→ What needs to be done: Count the lines in the records below that contain the string "banana". Reply with the number alone.

→ Provided information:
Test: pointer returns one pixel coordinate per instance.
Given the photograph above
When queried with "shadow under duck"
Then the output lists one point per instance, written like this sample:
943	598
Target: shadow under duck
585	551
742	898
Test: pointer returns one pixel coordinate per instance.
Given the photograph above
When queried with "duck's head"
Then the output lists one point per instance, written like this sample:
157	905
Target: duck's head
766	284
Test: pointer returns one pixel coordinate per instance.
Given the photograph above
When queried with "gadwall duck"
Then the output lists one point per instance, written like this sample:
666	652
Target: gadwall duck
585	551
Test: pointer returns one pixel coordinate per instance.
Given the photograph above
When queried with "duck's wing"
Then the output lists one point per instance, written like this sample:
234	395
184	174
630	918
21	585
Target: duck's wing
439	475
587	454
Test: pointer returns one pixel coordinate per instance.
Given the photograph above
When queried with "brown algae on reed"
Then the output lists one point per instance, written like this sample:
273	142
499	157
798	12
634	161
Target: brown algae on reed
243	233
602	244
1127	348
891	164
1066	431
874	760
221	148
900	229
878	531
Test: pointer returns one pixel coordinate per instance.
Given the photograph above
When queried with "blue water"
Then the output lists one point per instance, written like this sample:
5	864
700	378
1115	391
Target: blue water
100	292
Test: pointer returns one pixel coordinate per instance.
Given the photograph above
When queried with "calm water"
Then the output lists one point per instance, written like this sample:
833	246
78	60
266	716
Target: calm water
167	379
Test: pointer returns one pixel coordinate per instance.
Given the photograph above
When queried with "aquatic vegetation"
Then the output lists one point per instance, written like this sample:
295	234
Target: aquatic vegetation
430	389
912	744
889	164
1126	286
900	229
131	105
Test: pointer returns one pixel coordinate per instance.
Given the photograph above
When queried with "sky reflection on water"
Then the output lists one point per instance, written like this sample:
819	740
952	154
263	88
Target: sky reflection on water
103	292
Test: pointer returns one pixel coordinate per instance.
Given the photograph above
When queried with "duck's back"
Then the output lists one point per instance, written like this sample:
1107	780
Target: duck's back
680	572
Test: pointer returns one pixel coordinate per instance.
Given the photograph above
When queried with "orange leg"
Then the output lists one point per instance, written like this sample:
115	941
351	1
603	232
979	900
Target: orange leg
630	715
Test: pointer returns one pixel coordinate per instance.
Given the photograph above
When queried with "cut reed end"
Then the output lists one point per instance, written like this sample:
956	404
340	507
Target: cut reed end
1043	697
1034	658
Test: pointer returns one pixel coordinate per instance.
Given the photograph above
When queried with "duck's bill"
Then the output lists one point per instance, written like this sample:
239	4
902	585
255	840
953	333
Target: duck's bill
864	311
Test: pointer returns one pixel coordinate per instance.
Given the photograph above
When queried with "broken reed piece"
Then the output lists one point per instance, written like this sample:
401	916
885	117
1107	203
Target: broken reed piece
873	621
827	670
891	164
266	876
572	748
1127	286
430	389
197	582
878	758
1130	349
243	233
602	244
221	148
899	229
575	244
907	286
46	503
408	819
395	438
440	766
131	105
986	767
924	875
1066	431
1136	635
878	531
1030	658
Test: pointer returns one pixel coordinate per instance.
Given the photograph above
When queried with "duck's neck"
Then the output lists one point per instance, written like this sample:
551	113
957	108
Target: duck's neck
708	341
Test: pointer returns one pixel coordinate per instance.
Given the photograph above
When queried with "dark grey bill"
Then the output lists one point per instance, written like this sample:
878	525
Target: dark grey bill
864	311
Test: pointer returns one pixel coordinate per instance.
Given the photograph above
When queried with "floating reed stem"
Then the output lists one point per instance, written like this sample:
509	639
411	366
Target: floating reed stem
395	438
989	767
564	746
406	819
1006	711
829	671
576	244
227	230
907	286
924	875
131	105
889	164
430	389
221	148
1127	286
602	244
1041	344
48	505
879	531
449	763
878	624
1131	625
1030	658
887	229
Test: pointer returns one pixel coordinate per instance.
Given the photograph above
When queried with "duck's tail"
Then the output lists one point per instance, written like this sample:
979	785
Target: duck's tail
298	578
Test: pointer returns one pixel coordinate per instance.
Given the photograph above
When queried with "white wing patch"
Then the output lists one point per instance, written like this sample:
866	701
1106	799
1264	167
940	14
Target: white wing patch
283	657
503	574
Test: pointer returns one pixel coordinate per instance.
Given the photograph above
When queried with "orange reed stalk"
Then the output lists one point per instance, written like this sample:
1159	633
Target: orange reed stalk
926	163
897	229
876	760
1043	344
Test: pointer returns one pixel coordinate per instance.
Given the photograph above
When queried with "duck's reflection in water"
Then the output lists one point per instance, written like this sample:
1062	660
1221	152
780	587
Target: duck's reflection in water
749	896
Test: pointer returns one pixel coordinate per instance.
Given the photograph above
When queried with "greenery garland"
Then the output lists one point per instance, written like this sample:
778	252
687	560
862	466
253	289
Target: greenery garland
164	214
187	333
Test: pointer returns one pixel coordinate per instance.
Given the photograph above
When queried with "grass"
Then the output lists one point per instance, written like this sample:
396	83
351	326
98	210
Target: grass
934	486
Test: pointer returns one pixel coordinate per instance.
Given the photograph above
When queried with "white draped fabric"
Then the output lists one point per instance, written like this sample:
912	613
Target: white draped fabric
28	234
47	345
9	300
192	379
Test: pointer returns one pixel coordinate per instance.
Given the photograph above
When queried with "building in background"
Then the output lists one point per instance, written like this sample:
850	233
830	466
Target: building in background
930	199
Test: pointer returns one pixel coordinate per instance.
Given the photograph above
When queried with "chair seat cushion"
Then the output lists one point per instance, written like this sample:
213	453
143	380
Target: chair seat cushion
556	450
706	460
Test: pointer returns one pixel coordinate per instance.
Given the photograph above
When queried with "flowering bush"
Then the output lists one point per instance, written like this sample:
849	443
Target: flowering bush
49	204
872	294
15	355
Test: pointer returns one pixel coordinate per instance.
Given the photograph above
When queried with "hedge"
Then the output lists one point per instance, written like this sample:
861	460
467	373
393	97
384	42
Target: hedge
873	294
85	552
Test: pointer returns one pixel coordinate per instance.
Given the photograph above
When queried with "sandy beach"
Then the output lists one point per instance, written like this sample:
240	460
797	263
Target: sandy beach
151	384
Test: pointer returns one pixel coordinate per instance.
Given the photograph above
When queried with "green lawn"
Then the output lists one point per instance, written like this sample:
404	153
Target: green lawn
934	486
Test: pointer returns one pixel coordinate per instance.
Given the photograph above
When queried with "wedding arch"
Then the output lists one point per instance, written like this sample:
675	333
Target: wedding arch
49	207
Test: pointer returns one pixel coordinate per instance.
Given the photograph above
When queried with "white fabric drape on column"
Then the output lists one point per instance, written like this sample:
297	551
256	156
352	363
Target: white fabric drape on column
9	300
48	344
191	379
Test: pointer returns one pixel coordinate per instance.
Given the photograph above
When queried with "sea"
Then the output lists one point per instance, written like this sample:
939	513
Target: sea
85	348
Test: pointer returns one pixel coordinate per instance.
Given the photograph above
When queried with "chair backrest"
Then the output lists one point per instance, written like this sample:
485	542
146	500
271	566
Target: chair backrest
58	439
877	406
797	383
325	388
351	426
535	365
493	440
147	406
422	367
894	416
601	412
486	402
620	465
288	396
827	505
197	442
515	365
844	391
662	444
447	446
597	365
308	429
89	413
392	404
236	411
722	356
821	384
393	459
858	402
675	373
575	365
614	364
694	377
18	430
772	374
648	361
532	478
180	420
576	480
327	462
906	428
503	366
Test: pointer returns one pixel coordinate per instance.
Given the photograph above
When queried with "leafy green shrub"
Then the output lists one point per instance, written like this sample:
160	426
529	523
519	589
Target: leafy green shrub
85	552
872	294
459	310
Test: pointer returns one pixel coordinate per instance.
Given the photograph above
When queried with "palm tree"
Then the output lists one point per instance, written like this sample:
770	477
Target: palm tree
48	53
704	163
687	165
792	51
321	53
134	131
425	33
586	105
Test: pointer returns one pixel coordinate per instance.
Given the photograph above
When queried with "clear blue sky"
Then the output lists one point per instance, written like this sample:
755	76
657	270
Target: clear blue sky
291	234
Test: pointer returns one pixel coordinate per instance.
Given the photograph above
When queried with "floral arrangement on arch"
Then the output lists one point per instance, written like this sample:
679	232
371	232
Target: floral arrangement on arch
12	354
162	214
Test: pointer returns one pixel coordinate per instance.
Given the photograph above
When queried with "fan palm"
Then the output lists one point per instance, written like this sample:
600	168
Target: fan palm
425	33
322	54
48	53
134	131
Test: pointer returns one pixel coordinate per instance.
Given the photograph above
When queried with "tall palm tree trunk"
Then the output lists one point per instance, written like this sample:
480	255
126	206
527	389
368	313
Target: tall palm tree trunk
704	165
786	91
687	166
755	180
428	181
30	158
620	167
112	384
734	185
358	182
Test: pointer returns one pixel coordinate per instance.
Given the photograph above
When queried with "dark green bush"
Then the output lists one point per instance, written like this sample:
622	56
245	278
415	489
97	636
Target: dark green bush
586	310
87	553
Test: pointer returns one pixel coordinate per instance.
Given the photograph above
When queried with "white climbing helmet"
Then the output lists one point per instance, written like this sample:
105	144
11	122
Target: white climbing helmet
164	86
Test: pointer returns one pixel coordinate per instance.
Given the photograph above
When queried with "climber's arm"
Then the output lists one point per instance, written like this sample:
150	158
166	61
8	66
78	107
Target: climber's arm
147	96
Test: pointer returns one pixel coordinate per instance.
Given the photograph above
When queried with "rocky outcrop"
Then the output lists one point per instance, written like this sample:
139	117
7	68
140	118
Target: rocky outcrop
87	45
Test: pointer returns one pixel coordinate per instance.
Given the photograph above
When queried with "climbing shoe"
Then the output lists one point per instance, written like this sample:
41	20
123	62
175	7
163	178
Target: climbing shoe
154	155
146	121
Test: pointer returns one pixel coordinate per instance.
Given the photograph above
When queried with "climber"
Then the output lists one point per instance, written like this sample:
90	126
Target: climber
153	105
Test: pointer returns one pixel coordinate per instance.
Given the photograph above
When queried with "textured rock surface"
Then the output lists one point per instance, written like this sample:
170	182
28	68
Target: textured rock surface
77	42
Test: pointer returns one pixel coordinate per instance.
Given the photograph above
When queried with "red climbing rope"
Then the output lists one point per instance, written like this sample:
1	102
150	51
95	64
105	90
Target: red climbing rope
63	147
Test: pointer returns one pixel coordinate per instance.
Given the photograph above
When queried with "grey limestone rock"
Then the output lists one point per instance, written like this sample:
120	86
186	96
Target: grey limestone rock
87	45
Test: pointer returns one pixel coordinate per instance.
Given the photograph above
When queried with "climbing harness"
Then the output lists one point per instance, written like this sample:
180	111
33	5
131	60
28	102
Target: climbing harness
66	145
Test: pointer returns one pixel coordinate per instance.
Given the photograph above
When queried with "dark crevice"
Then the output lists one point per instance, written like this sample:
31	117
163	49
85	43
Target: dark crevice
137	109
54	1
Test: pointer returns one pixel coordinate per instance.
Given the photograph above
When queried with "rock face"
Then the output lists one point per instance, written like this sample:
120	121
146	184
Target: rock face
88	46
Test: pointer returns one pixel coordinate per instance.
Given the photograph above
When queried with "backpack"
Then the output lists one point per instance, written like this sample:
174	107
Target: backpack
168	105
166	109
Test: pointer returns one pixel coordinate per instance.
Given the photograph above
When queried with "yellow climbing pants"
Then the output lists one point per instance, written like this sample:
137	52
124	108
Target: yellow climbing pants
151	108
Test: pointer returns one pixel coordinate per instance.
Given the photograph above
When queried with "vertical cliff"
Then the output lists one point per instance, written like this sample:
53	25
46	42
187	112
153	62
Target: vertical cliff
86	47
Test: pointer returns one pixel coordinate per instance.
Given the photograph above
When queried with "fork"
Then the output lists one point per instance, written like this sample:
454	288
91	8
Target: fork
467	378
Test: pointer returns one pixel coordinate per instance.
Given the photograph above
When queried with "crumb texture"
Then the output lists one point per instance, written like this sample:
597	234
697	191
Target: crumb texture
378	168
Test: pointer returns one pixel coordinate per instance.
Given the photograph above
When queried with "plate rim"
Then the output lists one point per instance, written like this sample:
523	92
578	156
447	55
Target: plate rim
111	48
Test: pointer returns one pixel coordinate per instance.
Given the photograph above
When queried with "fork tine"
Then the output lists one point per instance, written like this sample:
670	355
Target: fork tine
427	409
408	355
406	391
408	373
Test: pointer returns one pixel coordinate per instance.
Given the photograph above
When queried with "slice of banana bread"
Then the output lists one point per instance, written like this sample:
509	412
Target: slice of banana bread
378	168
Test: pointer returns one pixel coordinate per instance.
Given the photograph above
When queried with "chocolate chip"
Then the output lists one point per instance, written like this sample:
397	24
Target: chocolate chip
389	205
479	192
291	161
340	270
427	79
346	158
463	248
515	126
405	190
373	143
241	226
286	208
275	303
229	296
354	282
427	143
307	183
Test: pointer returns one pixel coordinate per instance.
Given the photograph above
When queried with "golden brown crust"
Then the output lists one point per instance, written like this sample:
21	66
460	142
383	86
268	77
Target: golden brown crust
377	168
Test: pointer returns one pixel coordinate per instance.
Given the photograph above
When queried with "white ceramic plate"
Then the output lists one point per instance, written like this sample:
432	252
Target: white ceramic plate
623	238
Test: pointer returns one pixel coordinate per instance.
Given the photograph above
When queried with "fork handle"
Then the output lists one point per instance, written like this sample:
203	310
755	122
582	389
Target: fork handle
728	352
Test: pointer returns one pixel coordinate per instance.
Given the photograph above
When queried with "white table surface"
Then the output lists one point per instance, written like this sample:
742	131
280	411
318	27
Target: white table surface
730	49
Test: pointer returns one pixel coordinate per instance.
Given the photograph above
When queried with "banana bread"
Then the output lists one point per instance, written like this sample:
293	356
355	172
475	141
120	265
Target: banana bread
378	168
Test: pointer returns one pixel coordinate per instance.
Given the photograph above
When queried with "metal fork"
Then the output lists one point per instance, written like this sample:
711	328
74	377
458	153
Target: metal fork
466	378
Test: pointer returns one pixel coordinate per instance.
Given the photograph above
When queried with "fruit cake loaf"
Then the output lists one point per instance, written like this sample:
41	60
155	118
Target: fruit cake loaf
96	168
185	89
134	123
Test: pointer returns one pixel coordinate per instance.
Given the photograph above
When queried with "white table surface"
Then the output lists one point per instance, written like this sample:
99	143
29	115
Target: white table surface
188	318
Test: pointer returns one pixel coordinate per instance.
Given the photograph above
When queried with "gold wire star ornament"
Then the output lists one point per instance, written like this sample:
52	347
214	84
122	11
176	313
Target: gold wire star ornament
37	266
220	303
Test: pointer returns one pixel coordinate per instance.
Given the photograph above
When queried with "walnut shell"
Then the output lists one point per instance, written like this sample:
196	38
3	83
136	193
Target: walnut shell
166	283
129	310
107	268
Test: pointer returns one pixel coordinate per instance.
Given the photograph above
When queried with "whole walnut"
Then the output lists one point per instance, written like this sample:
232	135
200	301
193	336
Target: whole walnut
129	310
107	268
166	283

→ Worked answer: 4